### SOURCE TEXT
• • • • •
False positive analysis: A notable false positive case involved a Class I (negative) WSI that contained metaplastic squamous epithelial cells alongside non-neoplastic urothelial epithelial cells. These cells showed a slightly increased nuclear-to-cytoplasmic (N/C) ratio, which the model interpreted as neoplastic. The metaplastic squamous morphology, which can mimic certain features of neoplastic cells, was identified as a likely cause of this misclassification.

False negative analysis: A representative false negative was a Class III WSI containing clusters of atypical neoplastic urothelial epithelial cells with high nuclear-to-cytoplasmic ratio. The model failed to detect these cells, producing very low probability predictions in the corresponding tiles. The researchers hypothesized that the cellular clustering, where neoplastic cells overlapped and obscured nuclear shapes, caused the model to misidentify the clusters as urine crystals or cell debris. This overlapping morphology represents a key challenge for tile-based classification approaches.
• • • • •
### PROVIDED MATERIAL
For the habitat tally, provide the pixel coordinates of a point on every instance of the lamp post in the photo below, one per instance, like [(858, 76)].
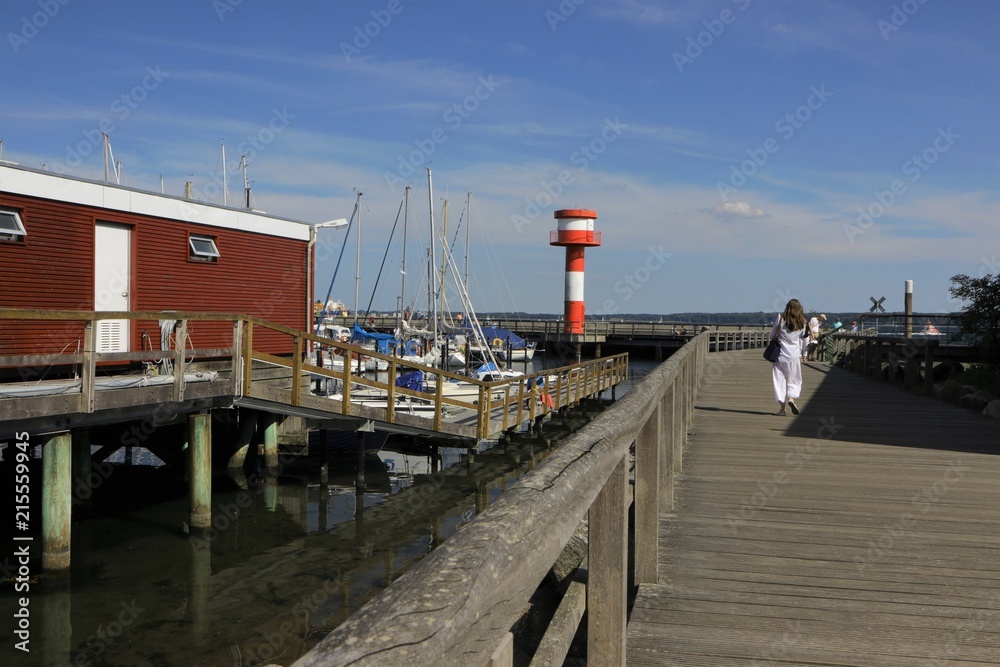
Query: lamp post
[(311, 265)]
• • • • •
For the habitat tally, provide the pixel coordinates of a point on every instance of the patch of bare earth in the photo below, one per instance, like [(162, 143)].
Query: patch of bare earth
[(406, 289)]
• • • • •
### YOUR TASKS
1) Answer from the misclassification analysis:
(a) In the false positive case, which cells appeared alongside the metaplastic squamous epithelial cells?
(b) What kind of predictions did the model produce in the tiles of the false negative case?
(c) What did the researchers hypothesize the model mistook the clusters for?
2) Return the portion of the misclassification analysis from "False positive analysis: A" up to and including "of this misclassification.", copied word for word.
The records come from a source unrelated to the text.

### EXERCISE SOLUTIONS
1)
(a) Non-neoplastic urothelial epithelial cells.
(b) Very low probability predictions.
(c) Urine crystals or cell debris.

2)
False positive analysis: A notable false positive case involved a Class I (negative) WSI that contained metaplastic squamous epithelial cells alongside non-neoplastic urothelial epithelial cells. These cells showed a slightly increased nuclear-to-cytoplasmic (N/C) ratio, which the model interpreted as neoplastic. The metaplastic squamous morphology, which can mimic certain features of neoplastic cells, was identified as a likely cause of this misclassification.